*Task description*: Repeat all of the material exactly as given.

---- Records for this exercise

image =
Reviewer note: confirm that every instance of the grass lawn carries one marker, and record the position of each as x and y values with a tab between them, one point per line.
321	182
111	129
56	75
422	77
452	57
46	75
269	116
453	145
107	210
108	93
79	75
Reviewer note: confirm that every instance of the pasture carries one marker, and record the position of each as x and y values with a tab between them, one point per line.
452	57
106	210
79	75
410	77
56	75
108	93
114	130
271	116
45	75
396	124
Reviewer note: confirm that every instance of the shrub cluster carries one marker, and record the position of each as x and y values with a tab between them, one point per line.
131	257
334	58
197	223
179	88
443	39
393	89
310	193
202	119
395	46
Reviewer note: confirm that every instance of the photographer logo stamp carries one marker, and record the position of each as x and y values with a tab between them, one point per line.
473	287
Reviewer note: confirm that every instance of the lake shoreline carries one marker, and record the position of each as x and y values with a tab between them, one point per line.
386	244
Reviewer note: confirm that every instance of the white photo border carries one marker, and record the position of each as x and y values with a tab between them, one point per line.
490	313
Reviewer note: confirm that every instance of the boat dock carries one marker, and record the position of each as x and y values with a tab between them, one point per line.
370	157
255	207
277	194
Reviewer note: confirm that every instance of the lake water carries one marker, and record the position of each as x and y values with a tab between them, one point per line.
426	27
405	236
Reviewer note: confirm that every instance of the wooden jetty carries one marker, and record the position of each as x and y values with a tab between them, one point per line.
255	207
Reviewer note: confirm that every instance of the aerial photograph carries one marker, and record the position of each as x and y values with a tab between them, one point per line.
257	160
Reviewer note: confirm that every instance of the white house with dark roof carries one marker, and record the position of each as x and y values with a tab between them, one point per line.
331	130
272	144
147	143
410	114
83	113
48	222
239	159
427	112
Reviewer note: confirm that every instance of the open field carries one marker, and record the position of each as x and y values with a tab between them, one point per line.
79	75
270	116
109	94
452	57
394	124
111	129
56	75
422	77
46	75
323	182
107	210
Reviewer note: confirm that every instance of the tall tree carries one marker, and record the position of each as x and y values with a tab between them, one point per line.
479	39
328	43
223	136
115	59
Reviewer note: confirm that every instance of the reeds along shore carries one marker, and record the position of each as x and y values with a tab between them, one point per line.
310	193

--------

*Final result*:
image =
Reviewer note: confirm that every instance of the grass lawn carries one marker, and record the position of each as x and y values with a tab between them, one point per line.
321	182
111	129
56	75
422	77
452	57
46	75
269	116
453	145
107	210
108	93
79	75
Reviewer note: confirm that every instance of the pasture carries one marker, and record the position of each as x and y values with a tab between them, one point per line.
452	57
106	210
79	75
410	77
56	75
108	93
114	130
271	116
45	75
396	124
Reviewer note: confirm that every instance of the shrub cluster carries one marker, and record the position of each as x and y values with a tab between them, one point per line.
131	257
334	58
197	223
179	88
443	39
393	89
310	193
202	119
395	46
Reviewer note: confirm that every instance of the photographer logo stamp carries one marker, and record the position of each as x and y values with a tab between them, one point per line.
473	287
Reviewer note: confirm that every instance of the lake shoreline carries one marker, and record the position of each as x and y values with a tab between them, one point per line.
386	244
Reviewer note: confirm that every instance of the white photo border carries one marker, and record the position of each as x and y values with a tab between them, one point per line.
490	313
Reviewer note: confirm that every instance of the boat dock carries one marker, and record the position of each as x and y values with a tab between them, one point per line.
370	157
255	207
277	194
Reviewer note: confirm that every instance of the lake water carries one marker, and record the position of each as x and y values with a tab between them, one point per line.
426	27
405	236
Reviewer note: confirm that every instance of the wooden jetty carries one marker, and record the position of each as x and y values with a tab between them, one point per line.
255	207
Reviewer note: confirm that every instance of the aerial photograph carries one marker, and record the position of each as x and y values with a tab between them, one point per line.
257	160
Reviewer note: confirm that every instance of the white house with dark roof carries one marker, and record the position of each as x and y values with a tab between them, one point per line.
331	130
272	144
147	143
410	114
83	113
48	222
239	159
427	112
Reviewer note: confirm that every instance of the open field carries one marker, and record the position of each as x and y values with a tab between them, one point per line.
79	75
270	116
109	94
452	57
394	124
111	129
56	75
422	77
46	75
323	182
107	210
Reviewer note: confirm that every instance of the tall tree carries one marker, and record the position of each as x and y values with a tab between them, one point per line.
479	39
328	43
223	136
115	59
Reviewer note: confirm that every instance of the reeds along shore carries one marker, and record the position of each as x and y values with a tab between them, one point per line.
310	193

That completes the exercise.